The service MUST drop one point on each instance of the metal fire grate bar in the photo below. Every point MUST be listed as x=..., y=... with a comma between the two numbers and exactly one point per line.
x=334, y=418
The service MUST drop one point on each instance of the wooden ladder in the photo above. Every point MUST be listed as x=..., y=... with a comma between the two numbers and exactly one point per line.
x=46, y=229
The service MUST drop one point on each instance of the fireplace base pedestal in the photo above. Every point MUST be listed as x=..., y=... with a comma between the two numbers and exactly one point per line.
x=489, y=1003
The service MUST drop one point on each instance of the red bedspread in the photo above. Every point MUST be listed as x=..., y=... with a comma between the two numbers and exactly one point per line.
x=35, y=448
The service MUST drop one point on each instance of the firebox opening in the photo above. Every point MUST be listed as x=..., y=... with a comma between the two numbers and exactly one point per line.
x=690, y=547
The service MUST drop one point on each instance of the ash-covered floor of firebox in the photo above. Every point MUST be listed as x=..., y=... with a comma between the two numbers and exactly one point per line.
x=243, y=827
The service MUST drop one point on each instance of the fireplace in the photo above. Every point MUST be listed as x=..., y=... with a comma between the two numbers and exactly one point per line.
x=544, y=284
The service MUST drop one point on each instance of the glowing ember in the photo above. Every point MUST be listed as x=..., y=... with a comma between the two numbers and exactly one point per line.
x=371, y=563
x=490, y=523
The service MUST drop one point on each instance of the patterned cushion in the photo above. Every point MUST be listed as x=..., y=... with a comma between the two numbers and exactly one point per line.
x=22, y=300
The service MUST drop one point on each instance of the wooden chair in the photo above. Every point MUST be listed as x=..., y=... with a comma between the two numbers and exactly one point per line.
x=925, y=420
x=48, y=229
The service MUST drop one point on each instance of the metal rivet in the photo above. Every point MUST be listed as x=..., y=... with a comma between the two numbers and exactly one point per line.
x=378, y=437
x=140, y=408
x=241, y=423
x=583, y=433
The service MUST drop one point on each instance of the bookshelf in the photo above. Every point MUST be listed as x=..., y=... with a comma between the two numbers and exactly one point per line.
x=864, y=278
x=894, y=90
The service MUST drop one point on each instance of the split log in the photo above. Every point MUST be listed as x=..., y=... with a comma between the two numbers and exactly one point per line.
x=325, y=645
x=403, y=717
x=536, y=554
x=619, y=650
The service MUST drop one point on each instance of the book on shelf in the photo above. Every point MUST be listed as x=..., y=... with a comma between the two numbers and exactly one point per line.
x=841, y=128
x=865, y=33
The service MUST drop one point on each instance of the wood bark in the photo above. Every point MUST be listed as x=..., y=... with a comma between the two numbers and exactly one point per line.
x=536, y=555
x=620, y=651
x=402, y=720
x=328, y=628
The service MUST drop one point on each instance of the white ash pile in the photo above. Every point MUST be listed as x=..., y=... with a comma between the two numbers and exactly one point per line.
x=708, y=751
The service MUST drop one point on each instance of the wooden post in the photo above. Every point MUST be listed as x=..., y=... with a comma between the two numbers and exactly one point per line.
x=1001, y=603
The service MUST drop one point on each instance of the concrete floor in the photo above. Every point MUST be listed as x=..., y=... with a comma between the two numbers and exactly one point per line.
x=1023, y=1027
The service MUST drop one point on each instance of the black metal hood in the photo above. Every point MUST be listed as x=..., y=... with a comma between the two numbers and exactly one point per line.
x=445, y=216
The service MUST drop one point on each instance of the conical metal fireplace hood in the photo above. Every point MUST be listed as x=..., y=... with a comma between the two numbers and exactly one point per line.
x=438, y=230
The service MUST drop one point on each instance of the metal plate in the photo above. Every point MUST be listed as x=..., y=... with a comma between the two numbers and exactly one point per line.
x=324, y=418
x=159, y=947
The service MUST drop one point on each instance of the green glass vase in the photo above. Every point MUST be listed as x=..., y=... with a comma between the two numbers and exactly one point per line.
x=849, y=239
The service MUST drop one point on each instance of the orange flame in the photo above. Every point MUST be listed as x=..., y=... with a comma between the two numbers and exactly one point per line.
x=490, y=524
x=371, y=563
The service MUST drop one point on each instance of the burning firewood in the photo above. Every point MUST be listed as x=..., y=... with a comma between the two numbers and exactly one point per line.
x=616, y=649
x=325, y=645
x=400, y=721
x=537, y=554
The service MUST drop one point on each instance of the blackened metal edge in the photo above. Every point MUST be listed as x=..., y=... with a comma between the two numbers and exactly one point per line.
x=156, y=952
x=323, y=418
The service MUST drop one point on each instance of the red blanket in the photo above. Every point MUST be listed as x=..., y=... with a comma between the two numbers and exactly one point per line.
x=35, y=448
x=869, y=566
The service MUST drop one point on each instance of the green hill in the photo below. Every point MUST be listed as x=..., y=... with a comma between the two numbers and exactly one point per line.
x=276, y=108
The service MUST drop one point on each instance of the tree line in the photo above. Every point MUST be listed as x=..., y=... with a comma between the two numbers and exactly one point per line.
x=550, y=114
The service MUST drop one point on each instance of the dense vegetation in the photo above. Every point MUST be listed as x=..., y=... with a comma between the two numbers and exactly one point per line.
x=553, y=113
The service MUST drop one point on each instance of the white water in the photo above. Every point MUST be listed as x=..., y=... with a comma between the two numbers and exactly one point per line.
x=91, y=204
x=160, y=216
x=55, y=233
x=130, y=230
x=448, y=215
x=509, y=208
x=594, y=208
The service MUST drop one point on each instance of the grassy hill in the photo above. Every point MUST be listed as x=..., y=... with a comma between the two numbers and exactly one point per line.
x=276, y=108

———

Exercise objective:
A word-for-word transcription of all the data is needed.

Result for this exercise:
The service MUST drop one point on each instance of the metal fire grate bar in the photo below. Every point MUST be listed as x=..., y=... with a comma between the two numbers and exactly one point per line.
x=334, y=418
The service MUST drop one point on each instance of the wooden ladder in the photo above. Every point MUST be listed as x=..., y=... with a comma between the two numbers and exactly one point per line.
x=46, y=229
The service MUST drop one point on each instance of the fireplace base pedestal in the photo above. Every point MUST be listed as x=..., y=... with a comma between the two numbers and exactly one point per line.
x=489, y=1003
The service MUST drop one point on each instance of the red bedspread in the photo above. Every point MUST be listed as x=..., y=... with a comma between the two numbers and exactly one point per line.
x=35, y=448
The service MUST drop one point on each instance of the firebox opening in the photo above. Every point MUST be listed as x=..., y=... with a comma between the two numbers and exactly one point per line.
x=690, y=547
The service MUST drop one point on each instance of the ash-covered floor of firebox in the photo above. Every point MUST be listed as x=..., y=... with a comma between the two numbers and exactly one point per line.
x=243, y=827
The service MUST drop one point on each instance of the fireplace in the photo above. Every point MUST be listed as x=..., y=... with a comma between the two numbers and exactly one point per line.
x=544, y=284
The service MUST drop one point on each instance of the glowing ember in the photo above. Every point MUST be listed as x=..., y=... with a comma between the two numbers and exactly one point per line.
x=371, y=563
x=490, y=523
The service MUST drop one point on each instance of the patterned cushion in the photo above. Every point MUST be listed as x=..., y=... with a comma between the two numbers and exactly one point per line.
x=22, y=300
The service MUST drop one point on each instance of the wooden chair in the photo above. Every point MUST be listed as x=..., y=... with a comma between the two numbers and exactly one point per line.
x=925, y=420
x=48, y=229
The service MUST drop one point on each instance of the metal rivet in the photo above. Every point MUST be listed as x=..., y=... with a comma between the two numbers and exactly one point per line.
x=378, y=437
x=140, y=408
x=241, y=423
x=583, y=433
The service MUST drop one point on each instance of the bookshelf in the photo above. Every point MUST be listed as x=..., y=... with a comma between the two numbers and exactly one point per line.
x=864, y=278
x=894, y=90
The service MUST drop one point on each instance of the split log in the photo above. Every point MUST be listed as x=..., y=... with a comma between the two numbers and exactly one point per line.
x=325, y=645
x=403, y=717
x=536, y=554
x=619, y=650
The service MUST drop one point on each instance of the book on shelf in the photo above. Every point MUST be listed as x=..., y=... with a comma between the two numbers and exactly one point per line.
x=841, y=128
x=865, y=33
The service MUST drop one point on each instance of the wood bark in the photo above. Every point MUST be listed as x=..., y=... with a comma between the two numbers and exactly one point per line.
x=536, y=555
x=620, y=651
x=402, y=720
x=328, y=628
The service MUST drop one point on each instance of the white ash pile in the photo above. Every point MUST be listed as x=..., y=... with a comma between the two numbers and exactly one point per line.
x=708, y=751
The service MUST drop one point on each instance of the wooden post in the photo above. Every point MUST be listed as x=..., y=... with a comma between the two numbers and exactly one point per line.
x=1001, y=603
The service MUST drop one point on each instance of the concrete floor in the photo above. Every point MUST be listed as x=..., y=... with a comma between the two numbers and exactly one point per line.
x=1023, y=1027
The service MUST drop one point on each instance of the black metal hood in the photo above. Every point MUST be listed as x=..., y=... with a comma between the two numbers and exactly one point per line.
x=445, y=216
The service MUST drop one point on each instance of the conical metal fireplace hood in the photo above. Every point MUST be listed as x=..., y=... with a comma between the two numbers and exactly one point per line.
x=438, y=230
The service MUST drop one point on each instance of the metal plate in the photo above. Every point MUST be listed as x=..., y=... with a comma between the two numbers and exactly one point per line.
x=324, y=418
x=159, y=947
The service MUST drop one point on each instance of the green glass vase in the photo above. Every point MUST be listed as x=..., y=... with a comma between the two numbers and exactly one point per line.
x=849, y=239
The service MUST drop one point on each instance of the orange flame in the photo above. Every point MUST be listed as x=..., y=... with a comma between the two numbers and exactly one point per line.
x=490, y=524
x=371, y=563
The service MUST drop one point on each instance of the burning firewood in the photo above. Every point MUST be listed as x=..., y=... with a comma between the two numbers and exactly one point per line.
x=616, y=649
x=325, y=645
x=400, y=721
x=537, y=554
The service MUST drop one point on each instance of the blackened metal edge in the photo above. Every point MUST be listed as x=..., y=... with a comma between the two numbers and exactly one point per line.
x=156, y=952
x=323, y=418
The service MUST drop one point on each instance of the red blanket in the photo above. Every point MUST be listed as x=..., y=... with a comma between the two numbers and exactly one point per line.
x=35, y=448
x=869, y=566
The service MUST drop one point on each instance of the green hill in the photo below. Every point MUST be listed as x=..., y=... with a comma between the two numbers and exactly one point per line.
x=276, y=108
The service MUST drop one point on each instance of the tree line in the photo above. Every point MUST be listed as x=..., y=... with a comma between the two numbers and exactly one point per line.
x=550, y=114
The service MUST drop one point on each instance of the dense vegetation in the photo above. Every point MUST be listed as x=..., y=... with a comma between the two numbers and exactly one point per line.
x=553, y=113
The service MUST drop one point on each instance of the white water in the photo above. Every point MUST be listed as x=..., y=... with a comma between the two numbers and exactly one point per line.
x=91, y=204
x=160, y=216
x=55, y=233
x=130, y=230
x=448, y=215
x=509, y=208
x=594, y=208
The service MUST drop one point on each instance of the grassy hill in the photo above. Every point MUST be listed as x=..., y=... with a comma between the two numbers and exactly one point per line.
x=276, y=108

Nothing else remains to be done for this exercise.